** begin **

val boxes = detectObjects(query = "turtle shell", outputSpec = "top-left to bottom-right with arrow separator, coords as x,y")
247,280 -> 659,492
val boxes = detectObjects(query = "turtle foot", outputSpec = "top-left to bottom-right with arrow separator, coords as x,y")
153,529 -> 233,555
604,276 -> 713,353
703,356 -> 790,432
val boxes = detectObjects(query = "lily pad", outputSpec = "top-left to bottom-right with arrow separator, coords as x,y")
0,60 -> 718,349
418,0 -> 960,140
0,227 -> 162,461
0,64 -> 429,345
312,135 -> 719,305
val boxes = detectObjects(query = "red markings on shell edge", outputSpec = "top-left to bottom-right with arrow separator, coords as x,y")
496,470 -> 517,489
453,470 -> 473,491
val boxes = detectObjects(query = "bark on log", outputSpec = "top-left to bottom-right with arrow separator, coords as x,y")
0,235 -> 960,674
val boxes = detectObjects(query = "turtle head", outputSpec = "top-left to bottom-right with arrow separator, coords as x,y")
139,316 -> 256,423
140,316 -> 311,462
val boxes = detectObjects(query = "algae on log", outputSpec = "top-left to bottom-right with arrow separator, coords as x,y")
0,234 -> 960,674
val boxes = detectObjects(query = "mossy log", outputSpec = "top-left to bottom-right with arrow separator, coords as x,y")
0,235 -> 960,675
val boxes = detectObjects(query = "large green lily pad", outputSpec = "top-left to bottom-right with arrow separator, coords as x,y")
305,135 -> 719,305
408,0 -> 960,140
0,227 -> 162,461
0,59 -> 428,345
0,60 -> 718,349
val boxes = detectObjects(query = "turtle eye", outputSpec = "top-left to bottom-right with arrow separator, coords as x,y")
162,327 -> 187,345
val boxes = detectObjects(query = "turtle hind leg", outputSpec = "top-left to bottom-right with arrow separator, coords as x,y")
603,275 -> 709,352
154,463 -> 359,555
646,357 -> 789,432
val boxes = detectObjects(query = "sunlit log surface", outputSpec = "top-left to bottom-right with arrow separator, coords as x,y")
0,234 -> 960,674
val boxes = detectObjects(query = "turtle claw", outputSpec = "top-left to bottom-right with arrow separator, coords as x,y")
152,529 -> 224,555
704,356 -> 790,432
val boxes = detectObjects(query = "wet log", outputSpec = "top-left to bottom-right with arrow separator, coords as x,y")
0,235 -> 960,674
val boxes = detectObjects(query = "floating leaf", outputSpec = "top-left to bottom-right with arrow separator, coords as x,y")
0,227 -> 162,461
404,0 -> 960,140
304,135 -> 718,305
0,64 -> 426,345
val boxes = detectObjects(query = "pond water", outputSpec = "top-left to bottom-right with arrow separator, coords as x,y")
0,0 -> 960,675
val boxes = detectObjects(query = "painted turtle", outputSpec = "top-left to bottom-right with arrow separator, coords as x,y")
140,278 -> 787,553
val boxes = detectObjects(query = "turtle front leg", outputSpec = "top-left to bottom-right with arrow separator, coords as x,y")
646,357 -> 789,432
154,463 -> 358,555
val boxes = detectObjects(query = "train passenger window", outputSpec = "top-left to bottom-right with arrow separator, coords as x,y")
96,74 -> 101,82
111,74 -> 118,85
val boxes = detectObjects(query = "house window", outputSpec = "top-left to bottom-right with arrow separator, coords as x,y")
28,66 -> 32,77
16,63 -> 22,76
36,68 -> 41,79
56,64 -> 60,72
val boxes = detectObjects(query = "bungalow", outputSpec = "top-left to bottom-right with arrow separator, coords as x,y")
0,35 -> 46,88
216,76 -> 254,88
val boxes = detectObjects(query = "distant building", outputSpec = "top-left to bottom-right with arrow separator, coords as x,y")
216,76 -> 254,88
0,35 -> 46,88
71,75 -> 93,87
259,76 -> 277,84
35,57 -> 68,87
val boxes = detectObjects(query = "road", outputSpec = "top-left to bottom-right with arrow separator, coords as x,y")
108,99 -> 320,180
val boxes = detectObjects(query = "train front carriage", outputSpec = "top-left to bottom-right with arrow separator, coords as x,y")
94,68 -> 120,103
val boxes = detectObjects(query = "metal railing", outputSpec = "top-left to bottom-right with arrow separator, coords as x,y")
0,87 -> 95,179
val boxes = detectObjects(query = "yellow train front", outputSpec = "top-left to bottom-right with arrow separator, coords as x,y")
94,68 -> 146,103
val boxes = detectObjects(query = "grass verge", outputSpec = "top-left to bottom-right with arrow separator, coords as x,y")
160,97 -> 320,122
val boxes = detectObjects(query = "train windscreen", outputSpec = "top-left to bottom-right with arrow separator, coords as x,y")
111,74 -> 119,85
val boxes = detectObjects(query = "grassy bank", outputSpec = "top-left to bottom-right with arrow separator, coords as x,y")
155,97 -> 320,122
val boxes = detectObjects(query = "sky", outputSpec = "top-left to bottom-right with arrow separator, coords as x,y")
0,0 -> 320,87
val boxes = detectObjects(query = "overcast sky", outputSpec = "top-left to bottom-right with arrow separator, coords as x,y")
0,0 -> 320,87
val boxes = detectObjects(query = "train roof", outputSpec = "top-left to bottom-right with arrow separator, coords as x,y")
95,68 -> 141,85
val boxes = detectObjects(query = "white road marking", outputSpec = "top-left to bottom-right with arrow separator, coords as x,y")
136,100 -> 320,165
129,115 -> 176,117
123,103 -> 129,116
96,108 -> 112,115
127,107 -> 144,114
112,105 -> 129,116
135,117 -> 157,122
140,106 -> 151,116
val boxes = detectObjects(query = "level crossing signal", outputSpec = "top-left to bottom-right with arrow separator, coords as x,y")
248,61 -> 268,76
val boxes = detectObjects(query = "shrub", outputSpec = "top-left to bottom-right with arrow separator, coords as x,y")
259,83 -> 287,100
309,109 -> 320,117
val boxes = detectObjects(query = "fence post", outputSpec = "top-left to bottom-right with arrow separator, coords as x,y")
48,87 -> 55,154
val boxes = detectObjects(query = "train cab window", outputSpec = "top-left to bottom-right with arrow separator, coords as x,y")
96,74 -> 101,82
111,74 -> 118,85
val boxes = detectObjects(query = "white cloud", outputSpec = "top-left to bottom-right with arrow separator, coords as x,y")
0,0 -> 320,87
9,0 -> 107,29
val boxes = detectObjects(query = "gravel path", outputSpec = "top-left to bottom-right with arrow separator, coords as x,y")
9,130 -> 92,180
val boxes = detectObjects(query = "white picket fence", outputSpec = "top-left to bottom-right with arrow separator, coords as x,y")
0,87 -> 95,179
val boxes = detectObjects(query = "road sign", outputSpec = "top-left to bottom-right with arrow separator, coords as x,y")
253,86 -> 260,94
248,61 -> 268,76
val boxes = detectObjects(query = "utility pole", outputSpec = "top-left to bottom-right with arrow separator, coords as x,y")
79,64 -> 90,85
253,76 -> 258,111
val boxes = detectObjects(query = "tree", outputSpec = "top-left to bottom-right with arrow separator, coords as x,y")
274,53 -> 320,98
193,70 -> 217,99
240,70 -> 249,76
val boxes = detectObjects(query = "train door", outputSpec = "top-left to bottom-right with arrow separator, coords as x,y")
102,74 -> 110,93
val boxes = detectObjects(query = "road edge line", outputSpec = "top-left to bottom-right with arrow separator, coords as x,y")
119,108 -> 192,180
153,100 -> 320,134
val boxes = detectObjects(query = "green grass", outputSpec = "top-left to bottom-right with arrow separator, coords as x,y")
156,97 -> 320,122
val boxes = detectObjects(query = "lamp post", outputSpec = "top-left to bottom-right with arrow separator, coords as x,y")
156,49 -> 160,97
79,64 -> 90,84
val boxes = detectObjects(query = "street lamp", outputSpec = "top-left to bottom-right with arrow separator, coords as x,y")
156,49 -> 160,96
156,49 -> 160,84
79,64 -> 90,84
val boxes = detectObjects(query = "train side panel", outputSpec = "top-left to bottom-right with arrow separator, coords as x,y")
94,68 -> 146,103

** end **

- WRITTEN INSTRUCTION -
Write out everything from the start of the data down to and including the line that contains "247,280 -> 659,492". Add 8 to every coordinate in the answers, and copy every other line unchanged.

- COMPLETE ANSWER -
val boxes = detectObjects(query = "turtle shell", outputSpec = "top-left to bottom-right with arrow separator, coords as x,y")
255,288 -> 667,500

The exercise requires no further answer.